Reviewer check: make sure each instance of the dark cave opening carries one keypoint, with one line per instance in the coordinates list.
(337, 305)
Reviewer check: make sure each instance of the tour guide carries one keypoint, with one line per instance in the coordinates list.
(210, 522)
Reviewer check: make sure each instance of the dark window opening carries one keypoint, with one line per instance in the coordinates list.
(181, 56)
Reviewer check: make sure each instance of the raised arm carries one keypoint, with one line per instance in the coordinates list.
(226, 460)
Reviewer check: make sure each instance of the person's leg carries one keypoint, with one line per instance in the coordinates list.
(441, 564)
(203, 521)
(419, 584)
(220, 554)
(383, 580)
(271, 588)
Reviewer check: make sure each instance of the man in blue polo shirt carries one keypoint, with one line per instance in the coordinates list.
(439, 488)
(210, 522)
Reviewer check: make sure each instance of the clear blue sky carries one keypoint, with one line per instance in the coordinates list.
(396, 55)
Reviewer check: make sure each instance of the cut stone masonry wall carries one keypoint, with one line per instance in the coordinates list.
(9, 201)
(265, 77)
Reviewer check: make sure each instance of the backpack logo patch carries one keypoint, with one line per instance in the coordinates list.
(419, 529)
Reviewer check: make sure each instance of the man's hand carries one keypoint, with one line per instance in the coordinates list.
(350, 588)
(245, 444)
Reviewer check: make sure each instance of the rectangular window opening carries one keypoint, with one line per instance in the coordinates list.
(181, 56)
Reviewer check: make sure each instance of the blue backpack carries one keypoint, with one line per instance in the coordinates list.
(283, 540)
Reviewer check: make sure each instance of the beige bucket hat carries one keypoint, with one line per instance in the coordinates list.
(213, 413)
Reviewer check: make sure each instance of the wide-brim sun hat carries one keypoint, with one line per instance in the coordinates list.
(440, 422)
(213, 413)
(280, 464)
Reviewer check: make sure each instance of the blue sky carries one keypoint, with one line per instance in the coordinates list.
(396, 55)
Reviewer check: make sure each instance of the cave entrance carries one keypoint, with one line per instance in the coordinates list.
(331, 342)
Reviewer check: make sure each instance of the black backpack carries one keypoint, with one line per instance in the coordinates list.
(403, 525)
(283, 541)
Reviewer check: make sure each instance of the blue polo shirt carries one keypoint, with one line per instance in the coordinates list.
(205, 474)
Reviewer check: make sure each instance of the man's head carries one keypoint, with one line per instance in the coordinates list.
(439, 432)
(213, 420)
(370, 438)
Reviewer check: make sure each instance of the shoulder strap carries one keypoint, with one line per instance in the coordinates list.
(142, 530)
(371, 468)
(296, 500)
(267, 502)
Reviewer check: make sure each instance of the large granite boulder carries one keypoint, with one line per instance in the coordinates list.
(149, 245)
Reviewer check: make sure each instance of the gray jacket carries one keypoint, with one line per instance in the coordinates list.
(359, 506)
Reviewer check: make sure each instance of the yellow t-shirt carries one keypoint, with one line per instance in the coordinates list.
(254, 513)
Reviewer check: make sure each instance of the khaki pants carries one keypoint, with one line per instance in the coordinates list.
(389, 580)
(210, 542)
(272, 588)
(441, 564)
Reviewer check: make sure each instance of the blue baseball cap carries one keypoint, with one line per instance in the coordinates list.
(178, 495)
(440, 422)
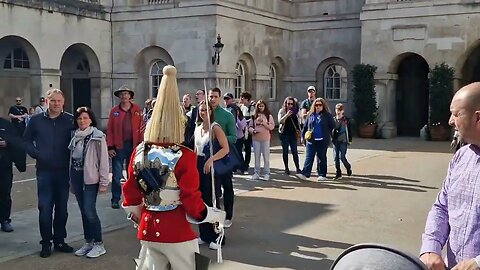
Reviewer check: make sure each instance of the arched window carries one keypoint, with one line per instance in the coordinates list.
(17, 58)
(273, 82)
(156, 73)
(240, 81)
(335, 82)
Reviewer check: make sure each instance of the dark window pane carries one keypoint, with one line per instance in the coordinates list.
(7, 64)
(17, 53)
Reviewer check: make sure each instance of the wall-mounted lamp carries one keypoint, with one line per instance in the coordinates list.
(217, 50)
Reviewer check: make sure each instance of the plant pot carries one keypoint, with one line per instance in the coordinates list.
(438, 133)
(367, 130)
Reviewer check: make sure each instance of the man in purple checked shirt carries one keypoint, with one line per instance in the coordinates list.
(455, 216)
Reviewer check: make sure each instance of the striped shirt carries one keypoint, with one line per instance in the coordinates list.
(455, 216)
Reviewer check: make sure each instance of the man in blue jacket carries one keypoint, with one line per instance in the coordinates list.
(46, 139)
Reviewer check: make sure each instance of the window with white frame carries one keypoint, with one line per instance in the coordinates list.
(273, 83)
(240, 80)
(156, 73)
(16, 58)
(335, 82)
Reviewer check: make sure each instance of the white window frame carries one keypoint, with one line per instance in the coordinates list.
(335, 82)
(156, 74)
(240, 79)
(23, 60)
(272, 87)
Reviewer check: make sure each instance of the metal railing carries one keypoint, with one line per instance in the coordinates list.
(157, 2)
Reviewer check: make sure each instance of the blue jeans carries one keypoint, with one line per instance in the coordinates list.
(122, 156)
(52, 192)
(289, 140)
(340, 153)
(319, 149)
(87, 199)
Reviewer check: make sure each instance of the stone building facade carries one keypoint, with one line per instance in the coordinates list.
(273, 49)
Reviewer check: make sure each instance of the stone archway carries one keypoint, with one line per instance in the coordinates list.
(149, 63)
(411, 94)
(470, 70)
(19, 73)
(80, 79)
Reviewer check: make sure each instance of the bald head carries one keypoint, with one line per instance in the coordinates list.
(469, 95)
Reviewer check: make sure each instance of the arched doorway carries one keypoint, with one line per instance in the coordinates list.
(80, 80)
(471, 66)
(149, 64)
(412, 94)
(19, 73)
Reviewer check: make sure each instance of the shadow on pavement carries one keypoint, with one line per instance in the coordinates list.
(259, 237)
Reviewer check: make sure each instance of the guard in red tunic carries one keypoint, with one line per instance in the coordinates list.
(162, 190)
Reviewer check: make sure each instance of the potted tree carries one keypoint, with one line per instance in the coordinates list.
(364, 99)
(440, 95)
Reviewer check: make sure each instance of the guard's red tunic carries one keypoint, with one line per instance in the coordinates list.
(170, 226)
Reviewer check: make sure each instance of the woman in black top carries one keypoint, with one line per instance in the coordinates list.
(289, 129)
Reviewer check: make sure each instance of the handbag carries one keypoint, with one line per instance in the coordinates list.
(309, 133)
(298, 133)
(226, 164)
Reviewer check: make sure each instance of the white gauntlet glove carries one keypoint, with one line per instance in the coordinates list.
(214, 215)
(136, 210)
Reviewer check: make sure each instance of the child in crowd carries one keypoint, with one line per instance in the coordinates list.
(261, 128)
(341, 138)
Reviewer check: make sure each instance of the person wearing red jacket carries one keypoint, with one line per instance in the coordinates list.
(162, 190)
(124, 133)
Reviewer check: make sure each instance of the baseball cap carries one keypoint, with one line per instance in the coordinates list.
(228, 96)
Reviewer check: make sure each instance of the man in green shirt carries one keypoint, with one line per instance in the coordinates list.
(225, 119)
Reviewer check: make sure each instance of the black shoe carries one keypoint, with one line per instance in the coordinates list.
(6, 227)
(115, 205)
(46, 251)
(63, 247)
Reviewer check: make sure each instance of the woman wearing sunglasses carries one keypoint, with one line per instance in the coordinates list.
(318, 128)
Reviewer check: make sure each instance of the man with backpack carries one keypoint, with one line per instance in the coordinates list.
(247, 107)
(240, 124)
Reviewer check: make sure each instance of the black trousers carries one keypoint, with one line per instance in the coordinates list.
(248, 151)
(226, 182)
(6, 177)
(206, 230)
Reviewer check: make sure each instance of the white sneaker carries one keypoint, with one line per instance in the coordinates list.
(97, 250)
(84, 249)
(301, 176)
(200, 241)
(214, 246)
(322, 178)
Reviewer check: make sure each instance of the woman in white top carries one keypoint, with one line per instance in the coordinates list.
(202, 140)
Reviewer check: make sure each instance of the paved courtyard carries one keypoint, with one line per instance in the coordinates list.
(281, 224)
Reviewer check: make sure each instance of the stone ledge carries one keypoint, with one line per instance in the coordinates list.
(85, 8)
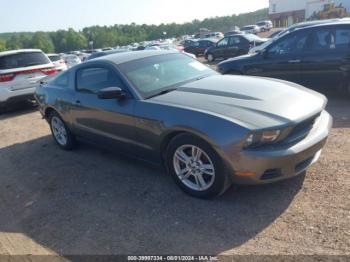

—————

Required action: Could you copy all of the entries above exactly, without the pictures?

Exercise result:
Reviewer check: make sure each instance of the dark cave opening carries one keypoint, with one line per instance in the coordinates list.
(337, 305)
Reviewer check: make sure each instance of the tour guide carries one keypoint, with one line per instance in the coordinates list.
(210, 522)
Reviewer check: make sure each instance of the dark window opening carries one keypoint, with one line per instance in the coordinates list.
(181, 56)
Reviewer check: make sure each instance of the raised arm carries one keypoint, with one line per instance in the coordinates list.
(226, 460)
Reviewer check: make sure each instance of the person's leg carries one keypoint, with one line per instance in the coordinates list.
(441, 564)
(203, 521)
(419, 584)
(220, 554)
(383, 580)
(271, 588)
Reviewer check: make sure each instance of the man in blue polo shirt carries one keypoint, with one line per instance in the coordinates list.
(439, 488)
(210, 522)
Reviewer check: make sure each instance of the clear blue sky carries one keypoint, with one line per instance in the coordinates list.
(396, 55)
Reviewer check: make sure each instance of the cut stone masonry wall carries one keypoint, with one line per instance in the coordinates list.
(9, 201)
(265, 77)
Reviewer check: make sure each instance of the backpack logo patch carries one keypoint, with one line per instance in the coordinates list.
(419, 529)
Reviewer check: make sure each instance of the man's hand carries one keypoint, with one line per instance in the coordinates list.
(350, 588)
(245, 444)
Reviewer check: make sure each instance of the rectangular window opening carries one keypoint, with one line per instance in the coordinates list.
(181, 56)
Reviewer check: make sure each instance of the blue backpack carries one keypoint, with one line per instance in the coordinates list.
(283, 540)
Reviewer check: make sure each instance of the beige bucket hat carries one keypoint, with one line per instance in the coordinates list.
(213, 413)
Reviewer check: make sure each instance of the wide-brim sun hat carries one keypoint, with one line per instance in the coordinates list.
(440, 422)
(213, 413)
(280, 464)
Reviewer check: make sure each instance of the blue sky carries one keypoint, with one line per instance in the coordinates list.
(396, 55)
Reviewer check: make sure each instance of the cave entrance carries one keypoint, with one line per instance in the coordinates list.
(331, 342)
Reviewer check: make sure each instance of the black backpack carries one keypoint, with one line per instance in the coordinates list.
(403, 525)
(283, 541)
Reviewer check: make sure each instance of the blue polo shirt carries one keypoint, with one line per instance in the coordinates list.
(205, 474)
Reviewer check: make sure each instance of the man's head carries one keypoint, with one line per instance in the coordinates list.
(439, 432)
(213, 420)
(370, 438)
Reviewer check: make sure each instance of the shoulder strap carries one keypoint, with one line per instance in the coordinates list.
(142, 530)
(371, 468)
(296, 500)
(267, 502)
Reviewer check: make sure each instance of the large granite boulder carries one keypoint, with one line per instance in the coordinates list.
(149, 245)
Reviewer check: make sure each instance of the gray jacket carries one keypoint, with one line per instance in the coordinates list.
(359, 506)
Reviewer check: make sure each instance of the yellow t-shirt carries one keypoint, with one line per instance in the coordinates list.
(254, 513)
Reviewer check: make sure each instance of the khaki pants carries one keypoint, with one line per instance in the coordinates list.
(389, 580)
(210, 542)
(272, 588)
(441, 564)
Reviewer check: make sure each instance of the blue baseball cap carries one keypoint, with one line per instance in the coordinates list.
(178, 495)
(440, 422)
Reviewer check: make sure each instance of the arched window carries one keypoint, with one line per instance in the coordinates list.
(17, 58)
(273, 82)
(156, 73)
(240, 81)
(335, 82)
Reviewer check: make sure each instance of the dark window pane carries one keypoint, with one line per instance in the coordinates list.
(7, 64)
(17, 53)
Reviewer check: make sure each instance of the wall-mounted lamp carries one keypoint, with one line per instance in the coordinates list.
(217, 50)
Reviewer check: make sure each instance of the plant pot carries one keypoint, with one line per instance in the coordinates list.
(438, 133)
(367, 130)
Reviewer check: make sure each instance of the man in purple checked shirt carries one keypoint, with one line per instance in the coordinates list.
(455, 216)
Reviewer check: make sure each instance of the striped shirt carries one keypoint, with one line per instance in the coordinates list.
(455, 216)
Reviewer check: make sure each instance of the man in blue jacket carries one keypoint, with one line per instance in the coordinates list.
(46, 139)
Reviewer check: make sure each instance of the window with white frame carries one keypoint, with one line per instance in the coordinates list.
(273, 83)
(240, 80)
(156, 73)
(16, 58)
(335, 82)
Reviewer check: make sure each instance of the white window frame carries one keypoint, with one line per instance in the coordinates list.
(335, 82)
(156, 74)
(240, 79)
(23, 60)
(272, 87)
Reviewer check: make sure each instance of the metal railing carries one keypoint, with one line per instance in the coordinates list.
(157, 2)
Reviewer check: make sure each instance of the blue jeans carries one keypoint, with one line per instance in the coordinates list.
(122, 156)
(52, 192)
(289, 140)
(340, 153)
(319, 149)
(87, 199)
Reviewer check: make sure each instance of the stone building facade carries one keypoint, with one line per instance in the coordinates list.
(273, 49)
Reviewer check: make sure each instance of the stone archway carries one keypoint, with one line per instance in the coordinates list.
(149, 63)
(411, 94)
(470, 70)
(19, 73)
(80, 79)
Reviewer check: make sure each instance of the bald head carries one keypoint, with one line per instance in the coordinates list.
(469, 95)
Reviewer check: make sure each instance of the arched doorway carries one keypoint, with one line per instance in the coordinates list.
(80, 80)
(471, 66)
(149, 64)
(412, 94)
(19, 73)
Reviewer check: make sure each instance of the shadow on pavement carries one keypoint, with one line per instance in the coordinates list.
(259, 237)
Reviewer check: make sure each instance of the guard in red tunic carries one keypoint, with one line per instance in the coordinates list.
(162, 190)
Reviewer check: make sure each instance of the potted tree carries one keypoint, with one line per instance in the coordinates list.
(364, 99)
(440, 95)
Reviewer check: make sure each instance of the guard's red tunic carries one keypoint, with one line per instance in the coordinates list.
(170, 226)
Reviewer check: make sure each instance of the woman in black top carries one keypoint, with one line per instance in the coordinates list.
(289, 129)
Reviewer check: make sure each instance of the handbag carries one keypoint, with one line per instance in the coordinates list.
(309, 133)
(298, 133)
(226, 164)
Reviewer check: make sure each instance of the white gauntlet glove carries one keypoint, with one line per instance in the coordinates list.
(214, 215)
(136, 210)
Reviewer check: make sure each instance of the child in crowd carries one keypoint, with one line per instance in the coordinates list.
(261, 128)
(341, 138)
Reviewer check: make sure each instance of the person wearing red jacket carries one keypoint, with one line per instance in the coordinates list.
(162, 190)
(124, 133)
Reviewer check: make sure each instance of the baseball cap carries one keypoint, with one line per instance in the coordinates list.
(228, 96)
Reviewer check: make sure each instance of the man in green shirt carries one keypoint, with one line per instance in the coordinates list.
(225, 119)
Reviewer check: make sure each instance of the black shoe carries one keypoint, with one line per instance in the coordinates list.
(6, 227)
(115, 205)
(46, 251)
(63, 247)
Reviewer check: make sure each instance of the woman wearing sunglasses carries one keypoint, with one line per instance in the coordinates list.
(318, 128)
Reviewer check: make sure each instance of the man with backpack carries one keypoint, with one line per instance in the coordinates list.
(247, 107)
(240, 124)
Reviewer check: make sure each instance of the black trousers carries one keypoint, with one line per instance in the coordinates list.
(248, 151)
(226, 182)
(6, 177)
(206, 230)
Reviewer check: make sure each instance of the white sneaker carries one keypoint, with one line per instance in the coordinates list.
(97, 250)
(84, 249)
(301, 176)
(200, 241)
(214, 246)
(322, 178)
Reviewer check: make sure each instance of the woman in white top carries one keypoint, with one line per instance in the coordinates list.
(202, 140)
Reviewer check: make sure each instance of the paved courtyard carries one keypoint, with one line per instance in the coordinates list.
(281, 224)
Reviewer check: make sure each instance of the stone ledge carries one keypoint, with one line per instance in the coordinates list.
(85, 8)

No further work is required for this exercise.